Copy the listing below with each "instance" replaced by "occurrence" and nothing else changed. Leave the pictures out.

Dataset records
○ ○ ○ ○

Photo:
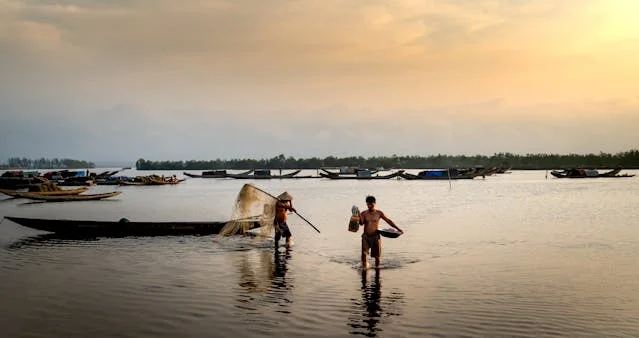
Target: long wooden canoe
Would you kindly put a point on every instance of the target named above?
(586, 173)
(215, 174)
(150, 182)
(66, 192)
(408, 176)
(68, 198)
(123, 227)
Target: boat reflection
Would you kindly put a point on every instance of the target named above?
(49, 239)
(372, 308)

○ ○ ○ ○

**Solution to this exercise**.
Photo:
Target: long wooden canoe
Would you kindly put a point on every occurrence of the target named above?
(586, 173)
(215, 174)
(150, 182)
(66, 192)
(408, 176)
(68, 198)
(123, 227)
Target: boat reflection
Would you kindly put a point on every occurrence of the target named above?
(49, 239)
(372, 308)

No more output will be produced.